_Task requirements:_ Return the lines of the material below word for word, from the line with "the green outfield" up to and including the line with "x=789, y=513".

================

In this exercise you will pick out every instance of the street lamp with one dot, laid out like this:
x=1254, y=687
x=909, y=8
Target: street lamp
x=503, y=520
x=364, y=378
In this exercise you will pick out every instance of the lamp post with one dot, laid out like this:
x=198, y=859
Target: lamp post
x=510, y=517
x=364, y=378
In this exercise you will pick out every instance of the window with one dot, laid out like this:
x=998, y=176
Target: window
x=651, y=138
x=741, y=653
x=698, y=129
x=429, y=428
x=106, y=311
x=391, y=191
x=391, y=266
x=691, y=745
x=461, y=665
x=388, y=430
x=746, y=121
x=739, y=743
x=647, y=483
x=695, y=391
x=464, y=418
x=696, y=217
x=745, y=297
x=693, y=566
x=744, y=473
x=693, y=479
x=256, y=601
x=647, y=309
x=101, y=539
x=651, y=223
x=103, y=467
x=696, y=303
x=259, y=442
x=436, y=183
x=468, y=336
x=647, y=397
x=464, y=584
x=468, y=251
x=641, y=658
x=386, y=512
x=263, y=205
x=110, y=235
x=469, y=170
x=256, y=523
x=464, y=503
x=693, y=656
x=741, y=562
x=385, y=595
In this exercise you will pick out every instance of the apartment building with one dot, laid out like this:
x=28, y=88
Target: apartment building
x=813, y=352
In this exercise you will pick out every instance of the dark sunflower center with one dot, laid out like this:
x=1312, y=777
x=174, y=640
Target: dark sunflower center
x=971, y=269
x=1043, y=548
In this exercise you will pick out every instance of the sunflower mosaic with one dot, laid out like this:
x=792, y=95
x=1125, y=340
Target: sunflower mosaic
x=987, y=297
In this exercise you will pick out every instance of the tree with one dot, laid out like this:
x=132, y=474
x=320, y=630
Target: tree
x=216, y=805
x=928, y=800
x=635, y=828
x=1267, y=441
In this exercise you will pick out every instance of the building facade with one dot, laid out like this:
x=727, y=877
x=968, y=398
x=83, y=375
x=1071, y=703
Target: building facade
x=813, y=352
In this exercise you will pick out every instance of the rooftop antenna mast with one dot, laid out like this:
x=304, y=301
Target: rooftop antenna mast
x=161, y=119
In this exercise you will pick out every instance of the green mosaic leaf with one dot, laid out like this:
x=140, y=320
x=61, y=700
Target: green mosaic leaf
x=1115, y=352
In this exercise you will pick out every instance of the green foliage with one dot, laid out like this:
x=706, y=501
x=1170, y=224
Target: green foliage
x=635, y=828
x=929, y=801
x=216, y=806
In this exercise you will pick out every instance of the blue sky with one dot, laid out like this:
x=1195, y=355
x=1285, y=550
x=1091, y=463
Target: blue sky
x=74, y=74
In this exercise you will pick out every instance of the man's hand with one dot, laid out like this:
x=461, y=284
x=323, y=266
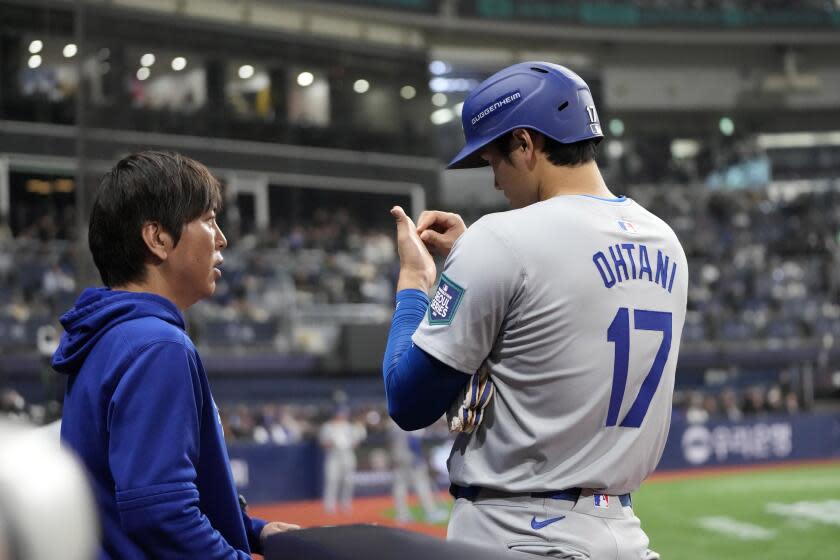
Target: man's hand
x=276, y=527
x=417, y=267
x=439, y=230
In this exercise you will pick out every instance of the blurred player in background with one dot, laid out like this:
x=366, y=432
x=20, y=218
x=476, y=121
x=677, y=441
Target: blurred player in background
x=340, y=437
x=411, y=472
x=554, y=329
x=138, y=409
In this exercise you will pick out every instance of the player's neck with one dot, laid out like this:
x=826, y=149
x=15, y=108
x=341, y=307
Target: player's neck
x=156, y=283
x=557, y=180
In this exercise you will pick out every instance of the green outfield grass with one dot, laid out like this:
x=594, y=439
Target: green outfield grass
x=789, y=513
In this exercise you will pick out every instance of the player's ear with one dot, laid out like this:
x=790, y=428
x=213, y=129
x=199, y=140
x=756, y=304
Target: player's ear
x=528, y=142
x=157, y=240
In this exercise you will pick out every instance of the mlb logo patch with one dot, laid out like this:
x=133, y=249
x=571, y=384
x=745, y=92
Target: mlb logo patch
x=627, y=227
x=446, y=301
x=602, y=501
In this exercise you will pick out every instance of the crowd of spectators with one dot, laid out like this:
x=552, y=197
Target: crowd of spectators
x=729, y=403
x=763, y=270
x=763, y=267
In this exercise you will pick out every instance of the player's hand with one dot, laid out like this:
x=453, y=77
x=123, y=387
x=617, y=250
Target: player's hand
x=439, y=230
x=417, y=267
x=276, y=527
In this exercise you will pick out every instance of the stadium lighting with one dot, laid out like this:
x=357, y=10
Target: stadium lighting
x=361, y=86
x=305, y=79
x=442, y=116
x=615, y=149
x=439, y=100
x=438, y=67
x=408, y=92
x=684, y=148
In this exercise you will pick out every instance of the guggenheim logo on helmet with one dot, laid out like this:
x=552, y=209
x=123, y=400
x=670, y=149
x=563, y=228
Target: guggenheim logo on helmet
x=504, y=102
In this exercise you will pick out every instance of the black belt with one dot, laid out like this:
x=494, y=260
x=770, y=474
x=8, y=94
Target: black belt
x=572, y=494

================

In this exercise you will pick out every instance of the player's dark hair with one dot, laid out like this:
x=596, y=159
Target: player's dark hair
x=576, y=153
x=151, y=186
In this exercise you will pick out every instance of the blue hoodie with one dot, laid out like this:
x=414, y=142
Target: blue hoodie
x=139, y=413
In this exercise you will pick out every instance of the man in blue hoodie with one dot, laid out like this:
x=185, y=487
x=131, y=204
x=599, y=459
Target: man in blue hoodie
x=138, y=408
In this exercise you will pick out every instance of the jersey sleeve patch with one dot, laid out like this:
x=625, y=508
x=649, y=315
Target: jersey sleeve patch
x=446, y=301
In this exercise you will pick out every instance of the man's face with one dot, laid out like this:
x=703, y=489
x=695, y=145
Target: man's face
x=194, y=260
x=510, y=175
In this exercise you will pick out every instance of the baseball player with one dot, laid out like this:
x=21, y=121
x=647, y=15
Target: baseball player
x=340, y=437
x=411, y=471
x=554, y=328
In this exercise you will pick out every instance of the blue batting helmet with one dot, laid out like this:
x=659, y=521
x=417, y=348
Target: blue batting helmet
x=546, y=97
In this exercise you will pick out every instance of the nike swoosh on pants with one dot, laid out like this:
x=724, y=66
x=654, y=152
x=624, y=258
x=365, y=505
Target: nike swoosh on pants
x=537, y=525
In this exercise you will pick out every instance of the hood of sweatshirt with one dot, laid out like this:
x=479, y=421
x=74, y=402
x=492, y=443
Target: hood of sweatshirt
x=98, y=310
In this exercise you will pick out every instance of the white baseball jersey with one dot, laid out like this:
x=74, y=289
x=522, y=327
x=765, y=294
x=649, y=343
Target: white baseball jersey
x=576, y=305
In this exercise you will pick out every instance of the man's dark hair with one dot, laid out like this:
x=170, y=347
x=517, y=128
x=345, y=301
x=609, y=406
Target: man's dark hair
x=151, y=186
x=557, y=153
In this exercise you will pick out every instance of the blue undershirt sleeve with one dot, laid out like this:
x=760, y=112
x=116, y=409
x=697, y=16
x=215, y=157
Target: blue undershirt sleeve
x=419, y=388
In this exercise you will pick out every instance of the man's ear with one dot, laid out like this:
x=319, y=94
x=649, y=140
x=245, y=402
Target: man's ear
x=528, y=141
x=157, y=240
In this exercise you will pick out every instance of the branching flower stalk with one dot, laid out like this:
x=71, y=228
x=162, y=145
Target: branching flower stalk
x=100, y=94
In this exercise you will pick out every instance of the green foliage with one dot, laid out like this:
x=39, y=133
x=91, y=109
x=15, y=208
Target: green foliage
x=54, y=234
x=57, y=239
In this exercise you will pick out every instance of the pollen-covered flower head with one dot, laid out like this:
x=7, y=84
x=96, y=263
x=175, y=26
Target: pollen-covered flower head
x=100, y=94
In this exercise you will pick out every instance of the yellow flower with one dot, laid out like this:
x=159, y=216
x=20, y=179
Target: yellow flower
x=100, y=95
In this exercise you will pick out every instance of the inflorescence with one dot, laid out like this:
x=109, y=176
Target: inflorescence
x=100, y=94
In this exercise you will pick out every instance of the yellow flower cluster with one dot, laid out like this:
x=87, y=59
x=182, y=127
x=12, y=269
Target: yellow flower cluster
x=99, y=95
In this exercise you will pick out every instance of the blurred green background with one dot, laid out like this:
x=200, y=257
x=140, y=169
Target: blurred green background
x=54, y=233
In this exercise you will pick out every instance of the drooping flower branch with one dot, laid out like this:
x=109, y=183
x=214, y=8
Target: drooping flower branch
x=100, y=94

================

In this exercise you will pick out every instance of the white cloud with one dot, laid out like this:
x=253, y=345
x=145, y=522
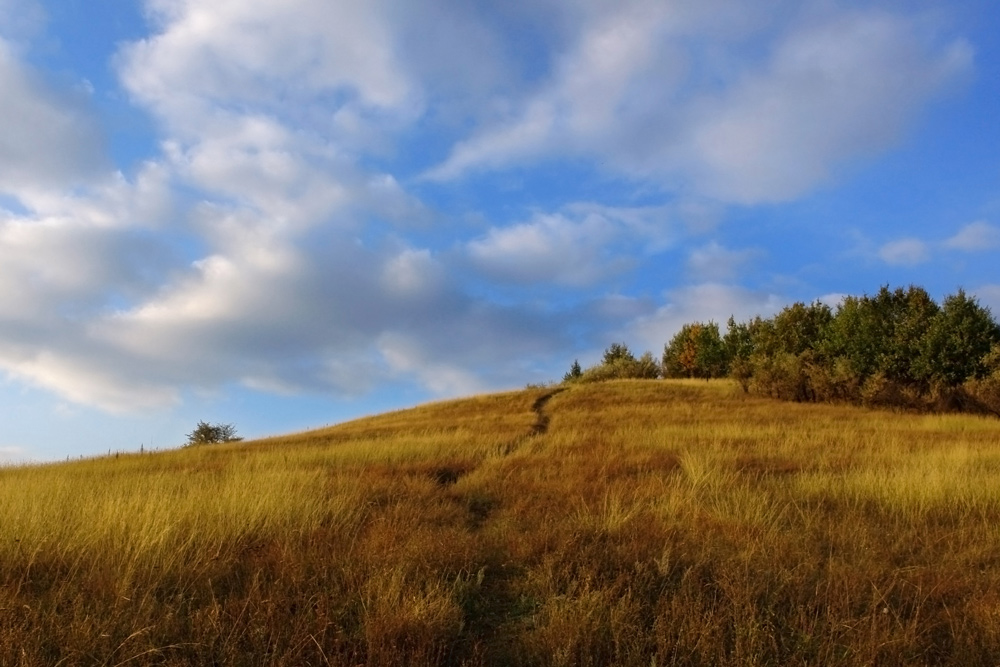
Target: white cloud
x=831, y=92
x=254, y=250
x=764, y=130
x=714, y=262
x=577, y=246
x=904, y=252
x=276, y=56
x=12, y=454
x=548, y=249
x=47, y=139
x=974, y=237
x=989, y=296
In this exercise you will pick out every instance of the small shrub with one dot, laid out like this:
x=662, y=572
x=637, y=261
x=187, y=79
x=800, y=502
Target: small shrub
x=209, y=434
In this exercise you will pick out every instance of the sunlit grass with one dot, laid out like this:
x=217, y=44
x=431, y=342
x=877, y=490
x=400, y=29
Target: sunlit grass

================

_Written answer:_
In this exercise you will pick out every instance of the green outfield grass with one dot, laid out like this:
x=594, y=439
Target: green outfield grass
x=789, y=513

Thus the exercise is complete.